◆ **Passage**:
Begin
United States Court of Appeals, Second Circuit
Sep 17, 2021
19-3359-cr (2d Cir. Sep. 17, 2021)

Opinion

19-3359-cr

09-17-2021

UNITED STATES OF AMERICA, Appellee, v. JOHN DOE, Defendant-Appellant.

FOR DEFENDANT-APPELLANT: William J. Dobie (Richard A. Greenberg, Steven Y. Yurowitz, on the brief), Newman & Greenberg LLP, New York, NY FOR APPELLEE: Michael J. Bushwack, Assistant United States Attorney (David C. James, Assistant United States Attorney, on the brief), for Jacquelyn M. Kasulis, Acting United States Attorney, Eastern District of New York, New York, NY


UNPUBLISHED OPINION

SUMMARY ORDER

RULINGS BY SUMMARY ORDER DO NOT HAVE PRECEDENTIAL EFFECT. CITATION TO A SUMMARY ORDER FILED ON OR AFTER JANUARY 1, 2007, IS PERMITTED AND IS GOVERNED BY FEDERAL RULE OF APPELLATE PROCEDURE 32.1 AND THIS COURT'S LOCAL RULE 32.1.1. WHEN CITING A SUMMARY ORDER IN A DOCUMENT FILED WITH THIS COURT, A PARTY MUST CITE EITHER THE FEDERAL APPENDIX OR AN ELECTRONIC DATABASE (WITH THE NOTATION “SUMMARY ORDER”). A PARTY CITING TO A SUMMARY ORDER MUST SERVE A COPY OF IT ON ANY PARTY NOT REPRESENTED BY COUNSEL.

At a stated term of the United States Court of Appeals for the Second Circuit, held at the Thurgood Marshall United States Courthouse, 40 Foley Square, in the City of New York, on the 17th day of September, two thousand twenty-one.

Appeal from an order of the United States District Court for the Eastern District of New York (Joanna Seybert, Judge).

FOR DEFENDANT-APPELLANT: William J. Dobie (Richard A. Greenberg, Steven Y. Yurowitz, on the brief), Newman & Greenberg LLP, New York, NY

FOR APPELLEE: Michael J. Bushwack, Assistant United States Attorney (David C. James, Assistant United States Attorney, on the brief), for Jacquelyn M. Kasulis, Acting United States Attorney, Eastern District of New York, New York, NY

PRESENT: DENNIS JACOBS, RAYMOND J. LOHIER, JR., RICHARDJ. SULLIVAN, Circuit Judges.

UPON DUE CONSIDERATION, IT IS HEREBY ORDERED, ADJUDGED, AND DECREED that the judgment of the District Court is AFFIRMED.

John Doe appeals from a July 1, 2019 order of the District Court (Seybert, J.) denying his motion to compel the Government to move for a reduction of his sentence pursuant to Rule 35(b) of the Federal Rules of Criminal Procedure. In 2013, the District Court sentenced Doe to 30 years in prison for racketeering and conspiring to import cocaine into the United States. On February 6, 2018, Doe moved for an order compelling the Government to file a Rule 35(b) motion, arguing that he had provided substantial assistance to the Government after sentencing. The District Court denied the motion, and Doe appealed. We assume the parties' familiarity with the underlying facts and prior record of proceedings, to which we refer only as necessary to explain our decision to affirm.
End
◆ **Set problem a**:
Count how many lines of the rows below contain the string "water", treating upper and lower case as different. Reply with the number only.

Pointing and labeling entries
Begin
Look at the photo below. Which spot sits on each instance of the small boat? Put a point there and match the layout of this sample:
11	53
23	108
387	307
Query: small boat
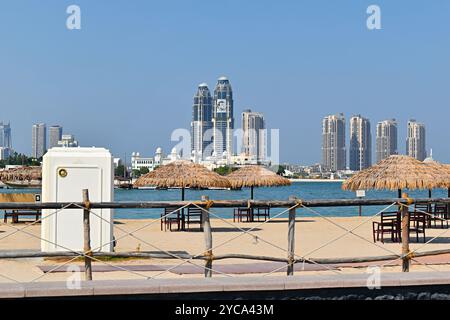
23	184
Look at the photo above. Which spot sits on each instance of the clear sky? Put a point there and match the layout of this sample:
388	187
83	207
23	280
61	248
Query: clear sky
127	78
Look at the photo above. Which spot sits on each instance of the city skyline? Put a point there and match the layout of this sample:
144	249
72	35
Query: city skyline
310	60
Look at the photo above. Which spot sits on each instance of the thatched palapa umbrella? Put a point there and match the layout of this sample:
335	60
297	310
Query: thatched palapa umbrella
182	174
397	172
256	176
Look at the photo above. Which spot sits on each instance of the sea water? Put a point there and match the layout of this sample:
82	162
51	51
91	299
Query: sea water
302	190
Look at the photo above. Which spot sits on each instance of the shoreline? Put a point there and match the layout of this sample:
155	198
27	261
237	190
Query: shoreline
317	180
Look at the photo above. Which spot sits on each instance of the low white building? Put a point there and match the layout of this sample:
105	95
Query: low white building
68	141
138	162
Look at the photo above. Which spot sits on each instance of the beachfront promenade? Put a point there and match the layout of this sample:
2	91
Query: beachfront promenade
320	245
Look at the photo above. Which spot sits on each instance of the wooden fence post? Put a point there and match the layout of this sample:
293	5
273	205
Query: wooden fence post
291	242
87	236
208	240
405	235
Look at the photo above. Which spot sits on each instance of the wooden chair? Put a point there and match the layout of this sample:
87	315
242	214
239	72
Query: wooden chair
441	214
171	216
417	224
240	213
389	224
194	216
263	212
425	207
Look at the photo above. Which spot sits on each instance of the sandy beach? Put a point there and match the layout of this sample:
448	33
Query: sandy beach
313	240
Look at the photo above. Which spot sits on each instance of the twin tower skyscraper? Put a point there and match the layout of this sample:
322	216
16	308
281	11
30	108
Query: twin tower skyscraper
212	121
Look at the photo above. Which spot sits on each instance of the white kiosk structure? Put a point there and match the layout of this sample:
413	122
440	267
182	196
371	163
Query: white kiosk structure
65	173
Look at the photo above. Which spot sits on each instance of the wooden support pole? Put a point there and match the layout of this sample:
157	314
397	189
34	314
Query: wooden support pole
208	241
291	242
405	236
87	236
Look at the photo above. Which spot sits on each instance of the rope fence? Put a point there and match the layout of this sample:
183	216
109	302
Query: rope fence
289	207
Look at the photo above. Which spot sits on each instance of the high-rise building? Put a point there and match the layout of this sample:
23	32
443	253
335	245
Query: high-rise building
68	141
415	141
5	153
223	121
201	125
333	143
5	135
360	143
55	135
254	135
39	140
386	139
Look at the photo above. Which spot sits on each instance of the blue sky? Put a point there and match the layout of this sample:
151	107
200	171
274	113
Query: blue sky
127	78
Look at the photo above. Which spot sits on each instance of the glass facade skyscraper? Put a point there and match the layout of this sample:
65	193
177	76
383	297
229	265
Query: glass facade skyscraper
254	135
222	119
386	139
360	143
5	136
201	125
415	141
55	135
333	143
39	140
End
Begin
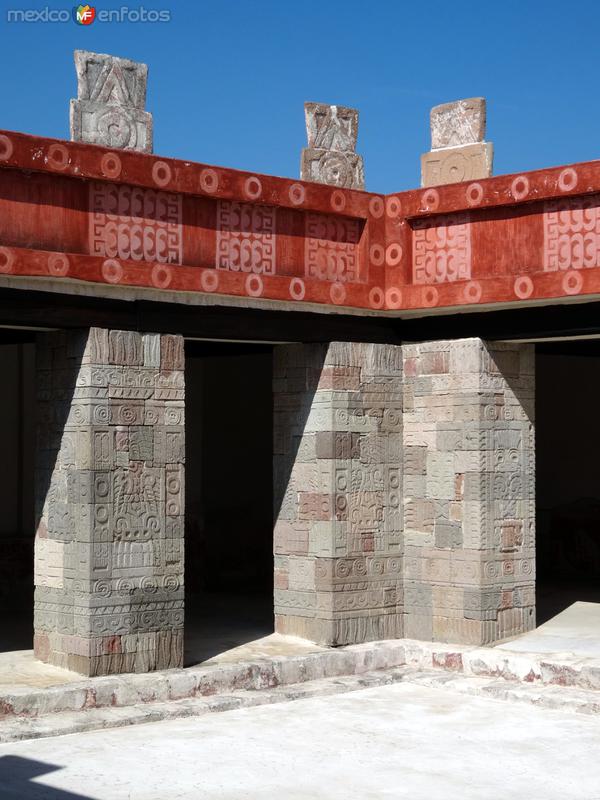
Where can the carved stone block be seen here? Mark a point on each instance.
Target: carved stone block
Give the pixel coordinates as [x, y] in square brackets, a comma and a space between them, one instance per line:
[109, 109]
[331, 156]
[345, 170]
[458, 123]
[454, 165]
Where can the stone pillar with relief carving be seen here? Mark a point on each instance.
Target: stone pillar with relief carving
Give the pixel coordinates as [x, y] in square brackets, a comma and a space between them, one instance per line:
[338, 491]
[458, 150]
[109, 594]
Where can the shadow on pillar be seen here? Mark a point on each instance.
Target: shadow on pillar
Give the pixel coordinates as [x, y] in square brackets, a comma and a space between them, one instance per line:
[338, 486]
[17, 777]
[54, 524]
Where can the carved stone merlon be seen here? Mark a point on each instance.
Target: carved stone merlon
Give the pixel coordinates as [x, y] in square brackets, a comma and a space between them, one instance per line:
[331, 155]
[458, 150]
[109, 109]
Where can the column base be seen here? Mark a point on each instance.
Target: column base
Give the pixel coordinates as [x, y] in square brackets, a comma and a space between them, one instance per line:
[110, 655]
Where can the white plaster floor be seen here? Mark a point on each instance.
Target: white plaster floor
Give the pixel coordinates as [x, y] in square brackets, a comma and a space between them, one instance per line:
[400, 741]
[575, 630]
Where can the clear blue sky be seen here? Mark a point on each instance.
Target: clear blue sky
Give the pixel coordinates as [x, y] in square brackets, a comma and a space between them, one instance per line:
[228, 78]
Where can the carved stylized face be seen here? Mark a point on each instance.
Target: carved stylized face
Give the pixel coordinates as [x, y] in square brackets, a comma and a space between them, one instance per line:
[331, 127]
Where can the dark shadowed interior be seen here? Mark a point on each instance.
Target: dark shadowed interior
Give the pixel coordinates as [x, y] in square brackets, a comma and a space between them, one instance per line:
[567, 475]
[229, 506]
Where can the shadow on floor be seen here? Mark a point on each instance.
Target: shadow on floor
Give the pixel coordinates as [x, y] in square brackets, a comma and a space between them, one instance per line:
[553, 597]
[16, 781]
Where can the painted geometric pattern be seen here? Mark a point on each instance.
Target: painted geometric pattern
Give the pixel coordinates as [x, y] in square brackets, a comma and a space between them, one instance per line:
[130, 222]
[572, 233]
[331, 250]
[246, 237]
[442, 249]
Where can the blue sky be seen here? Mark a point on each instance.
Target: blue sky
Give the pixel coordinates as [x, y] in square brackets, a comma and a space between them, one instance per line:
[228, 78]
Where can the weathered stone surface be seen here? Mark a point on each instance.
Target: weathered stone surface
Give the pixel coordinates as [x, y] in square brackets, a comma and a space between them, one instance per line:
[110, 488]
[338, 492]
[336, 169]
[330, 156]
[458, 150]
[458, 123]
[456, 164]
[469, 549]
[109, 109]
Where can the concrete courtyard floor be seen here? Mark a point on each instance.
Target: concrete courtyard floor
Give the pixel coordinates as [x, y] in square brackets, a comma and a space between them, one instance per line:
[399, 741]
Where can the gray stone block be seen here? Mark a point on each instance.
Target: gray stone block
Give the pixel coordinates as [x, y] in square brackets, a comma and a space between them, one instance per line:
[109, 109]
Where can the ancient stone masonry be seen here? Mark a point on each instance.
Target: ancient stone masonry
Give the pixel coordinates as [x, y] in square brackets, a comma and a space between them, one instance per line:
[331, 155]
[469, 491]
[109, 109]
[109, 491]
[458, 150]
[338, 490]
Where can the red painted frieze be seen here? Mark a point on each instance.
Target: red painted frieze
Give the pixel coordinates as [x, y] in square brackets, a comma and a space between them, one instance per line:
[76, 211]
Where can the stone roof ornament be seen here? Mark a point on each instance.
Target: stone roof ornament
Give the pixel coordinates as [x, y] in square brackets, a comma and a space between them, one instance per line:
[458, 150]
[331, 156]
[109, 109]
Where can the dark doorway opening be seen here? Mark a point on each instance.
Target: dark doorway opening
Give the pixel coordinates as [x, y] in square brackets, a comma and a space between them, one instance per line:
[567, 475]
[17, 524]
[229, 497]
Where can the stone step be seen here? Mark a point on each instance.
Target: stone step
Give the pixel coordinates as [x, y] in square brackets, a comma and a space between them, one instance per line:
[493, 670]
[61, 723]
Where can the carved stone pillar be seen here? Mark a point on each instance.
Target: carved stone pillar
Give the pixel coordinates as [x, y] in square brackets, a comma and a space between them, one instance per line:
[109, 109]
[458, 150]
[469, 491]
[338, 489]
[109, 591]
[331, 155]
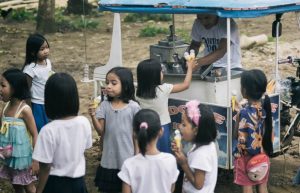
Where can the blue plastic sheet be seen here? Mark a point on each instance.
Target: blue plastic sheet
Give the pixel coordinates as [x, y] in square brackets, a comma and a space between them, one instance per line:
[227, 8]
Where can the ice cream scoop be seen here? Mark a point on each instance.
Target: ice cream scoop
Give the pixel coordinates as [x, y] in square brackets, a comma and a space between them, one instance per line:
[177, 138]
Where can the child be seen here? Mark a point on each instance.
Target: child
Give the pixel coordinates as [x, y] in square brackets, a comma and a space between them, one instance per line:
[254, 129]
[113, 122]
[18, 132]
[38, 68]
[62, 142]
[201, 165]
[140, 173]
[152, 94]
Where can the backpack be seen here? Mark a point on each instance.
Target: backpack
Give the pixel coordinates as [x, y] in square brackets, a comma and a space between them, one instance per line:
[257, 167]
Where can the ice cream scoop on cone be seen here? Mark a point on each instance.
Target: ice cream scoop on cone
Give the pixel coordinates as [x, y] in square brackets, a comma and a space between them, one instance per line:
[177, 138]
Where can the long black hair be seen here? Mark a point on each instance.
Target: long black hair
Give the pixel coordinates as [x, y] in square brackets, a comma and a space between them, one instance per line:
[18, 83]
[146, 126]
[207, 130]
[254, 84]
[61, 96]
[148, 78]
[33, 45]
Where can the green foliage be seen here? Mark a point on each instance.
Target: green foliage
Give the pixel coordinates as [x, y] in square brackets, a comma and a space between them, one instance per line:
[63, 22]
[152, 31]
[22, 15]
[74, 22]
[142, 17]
End
◆ **Set problem b**:
According to the court order, what prison sentence did the District Court give Doe in 2013?

◆ **Task response a**:
2

◆ **Task response b**:
30 years in prison.